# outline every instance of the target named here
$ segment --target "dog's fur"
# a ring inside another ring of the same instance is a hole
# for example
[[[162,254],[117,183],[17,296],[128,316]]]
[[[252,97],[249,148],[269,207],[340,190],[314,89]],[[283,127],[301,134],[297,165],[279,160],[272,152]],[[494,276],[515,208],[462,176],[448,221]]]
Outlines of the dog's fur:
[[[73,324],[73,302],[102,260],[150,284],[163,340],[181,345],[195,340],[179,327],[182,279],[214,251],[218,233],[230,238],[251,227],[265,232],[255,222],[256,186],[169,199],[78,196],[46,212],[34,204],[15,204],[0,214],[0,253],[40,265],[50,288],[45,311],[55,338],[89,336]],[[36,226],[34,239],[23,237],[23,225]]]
···
**Written request**.
Copy every row above character for character, with no changes.

**Full response**.
# outline every instance of the target named here
$ segment --target "dog's fur"
# a ring inside another ring of the same instance is a hole
# for example
[[[162,254],[117,183],[17,296],[128,316]]]
[[[252,97],[249,148],[269,207],[340,190],[314,89]],[[283,127],[301,134],[297,165],[279,160],[272,152]],[[494,276],[515,208],[462,176],[448,221]]]
Outlines of the dog's fur:
[[[73,324],[73,302],[102,260],[150,284],[163,340],[181,345],[195,340],[179,327],[182,279],[214,251],[218,233],[230,238],[251,227],[265,232],[255,222],[256,186],[169,199],[78,196],[46,212],[34,204],[15,204],[0,214],[0,253],[40,265],[50,288],[45,311],[55,338],[89,336]],[[36,226],[34,239],[23,237],[23,225]]]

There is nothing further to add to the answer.